__DATASET__.
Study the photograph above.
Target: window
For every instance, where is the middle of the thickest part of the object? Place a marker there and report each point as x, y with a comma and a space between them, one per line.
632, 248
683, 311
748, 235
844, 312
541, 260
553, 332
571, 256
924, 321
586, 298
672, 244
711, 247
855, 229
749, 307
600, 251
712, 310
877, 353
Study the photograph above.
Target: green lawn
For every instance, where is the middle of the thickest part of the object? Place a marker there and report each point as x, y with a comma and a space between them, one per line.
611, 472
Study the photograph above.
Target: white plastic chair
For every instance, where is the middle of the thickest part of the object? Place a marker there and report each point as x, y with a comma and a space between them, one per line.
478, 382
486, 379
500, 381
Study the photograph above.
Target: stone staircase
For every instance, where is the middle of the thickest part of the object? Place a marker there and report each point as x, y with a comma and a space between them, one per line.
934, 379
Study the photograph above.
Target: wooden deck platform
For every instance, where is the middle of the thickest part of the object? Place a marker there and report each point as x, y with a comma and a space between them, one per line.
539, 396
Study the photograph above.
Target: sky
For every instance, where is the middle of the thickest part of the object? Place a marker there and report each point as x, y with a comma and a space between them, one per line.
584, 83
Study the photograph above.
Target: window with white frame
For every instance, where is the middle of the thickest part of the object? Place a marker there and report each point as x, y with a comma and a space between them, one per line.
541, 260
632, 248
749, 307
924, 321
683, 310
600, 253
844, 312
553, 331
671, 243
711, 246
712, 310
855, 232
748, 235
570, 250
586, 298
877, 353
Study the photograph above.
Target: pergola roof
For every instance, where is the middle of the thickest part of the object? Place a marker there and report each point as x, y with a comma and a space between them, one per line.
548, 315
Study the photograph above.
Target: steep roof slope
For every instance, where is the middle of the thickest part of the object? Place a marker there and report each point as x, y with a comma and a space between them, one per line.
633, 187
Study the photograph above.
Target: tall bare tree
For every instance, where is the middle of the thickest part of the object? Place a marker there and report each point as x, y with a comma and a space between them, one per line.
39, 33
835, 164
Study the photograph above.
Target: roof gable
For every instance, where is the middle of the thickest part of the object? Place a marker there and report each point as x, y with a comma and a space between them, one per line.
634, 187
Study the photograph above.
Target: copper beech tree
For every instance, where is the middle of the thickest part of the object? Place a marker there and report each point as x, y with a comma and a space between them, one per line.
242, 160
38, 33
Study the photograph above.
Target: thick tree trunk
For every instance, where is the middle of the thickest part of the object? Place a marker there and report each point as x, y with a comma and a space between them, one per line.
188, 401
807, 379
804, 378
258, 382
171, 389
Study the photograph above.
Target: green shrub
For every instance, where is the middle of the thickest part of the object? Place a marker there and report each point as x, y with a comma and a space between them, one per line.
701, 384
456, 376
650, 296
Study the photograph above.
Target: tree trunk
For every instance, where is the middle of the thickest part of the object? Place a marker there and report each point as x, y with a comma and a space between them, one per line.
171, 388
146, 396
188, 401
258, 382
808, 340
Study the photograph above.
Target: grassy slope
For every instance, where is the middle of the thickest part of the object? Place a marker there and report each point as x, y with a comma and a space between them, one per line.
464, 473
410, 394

__YOUR TASK__. How many lines of the listing above contain the word "slope"? Reply with the number alone.

__SOLUTION__. 2